Page extract:

···

Shashwat and his family ran out of the guesthouse, toward the temple complex. Water tore down their guesthouse within minutes. The ancient rock temple seemed the only place of refuge.
Water poured into the shrine. Massive rocks tumbled inside and damaged the courtyard. But the inner areas of the shrine remained intact, and they remained with many other pilgrims huddled in the shrine praying to Lord Shiva throughout the night. They had no food, no water and no news of several members of their entourage who had gone missing. Furious torrents of water pushing enormous boulders charged toward the Kedarnath shrine and town. “Inside the temple, the water levels began to rise. I held my son in arms at the waist level. The water rose further, I lifted him on my shoulders”. The volume and velocity of the water carried away many pilgrims hiding in the temple. “When the water receded we saw the piles of dead bodies,” Shashwat said. “My aunt and uncle lay dead at the main entrance of the temple.”
“We ran out of phone batteries and the floods had destroyed the phone towers,” Shashwat recalled.
Three days later, on the morning of June 18, the rain stopped. Shashwat found a muddied packet of biscuits outside the temple and fed them to his son and nephew. Around noon, a chopper surveyed the area and flew away. A little later, a small helicopter tried hard to land but failed. A man jumped out of the chopper and told the distressed pilgrims in the temple to walk uphill in a certain direction, where the rescue helicopters could collect them.

···

Data excerpt:
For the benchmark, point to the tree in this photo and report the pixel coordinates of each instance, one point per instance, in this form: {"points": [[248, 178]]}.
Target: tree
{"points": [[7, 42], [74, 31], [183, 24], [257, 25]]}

···

Exercises:
[1] According to the Kedarnath flood account, what did Shashwat find outside the temple on June 18 and feed to the son and nephew?
[2] Reproduce the Kedarnath flood account word for word, everything from "Three days later, on" down to "could collect them.".

Solution set:
[1] A muddied packet of biscuits.

[2]
Three days later, on the morning of June 18, the rain stopped. Shashwat found a muddied packet of biscuits outside the temple and fed them to his son and nephew. Around noon, a chopper surveyed the area and flew away. A little later, a small helicopter tried hard to land but failed. A man jumped out of the chopper and told the distressed pilgrims in the temple to walk uphill in a certain direction, where the rescue helicopters could collect them.